§ Exercise brief: Convert the listing into a Markdown table with two columns, Row and Line, giving each line its own numbered row and skipping blank lines. Leave the pictures out of your answer.

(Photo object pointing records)
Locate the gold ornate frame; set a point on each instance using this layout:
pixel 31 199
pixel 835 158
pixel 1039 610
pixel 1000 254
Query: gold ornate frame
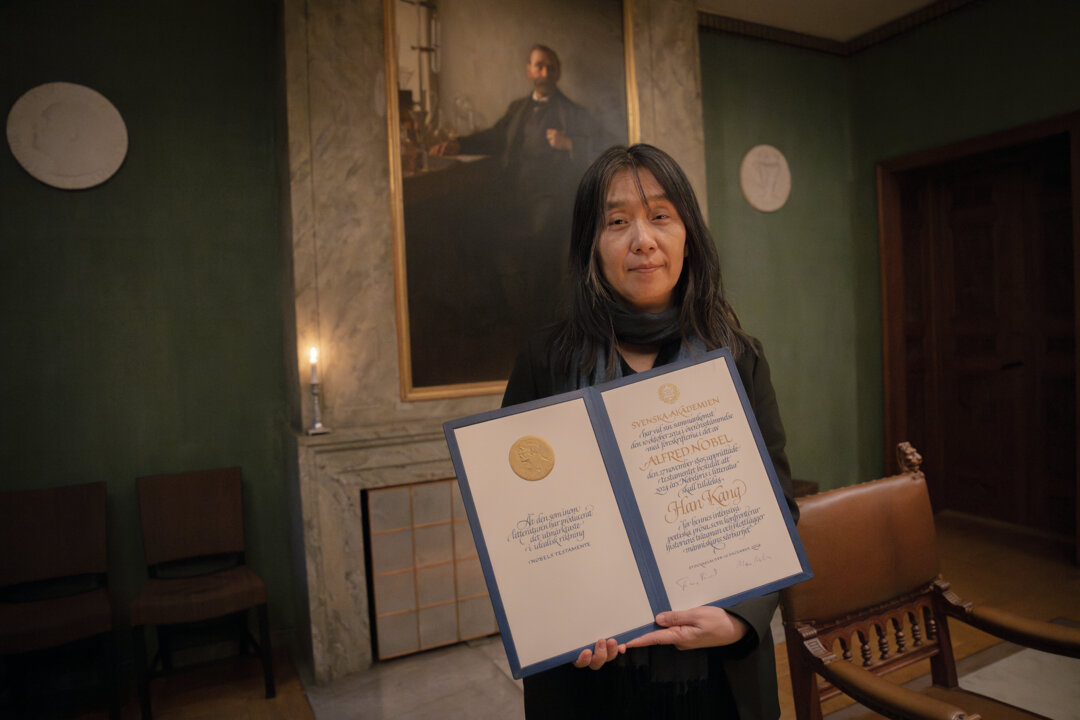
pixel 408 391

§ Result below:
| Row | Line |
|---|---|
| 1 | Locate the gold ornate frame; set a point on each instance using this layout: |
| 2 | pixel 31 199 |
| 3 | pixel 835 158 |
| 4 | pixel 1039 610 |
| 5 | pixel 1000 254 |
| 6 | Query: gold ornate frame |
| 7 | pixel 408 391 |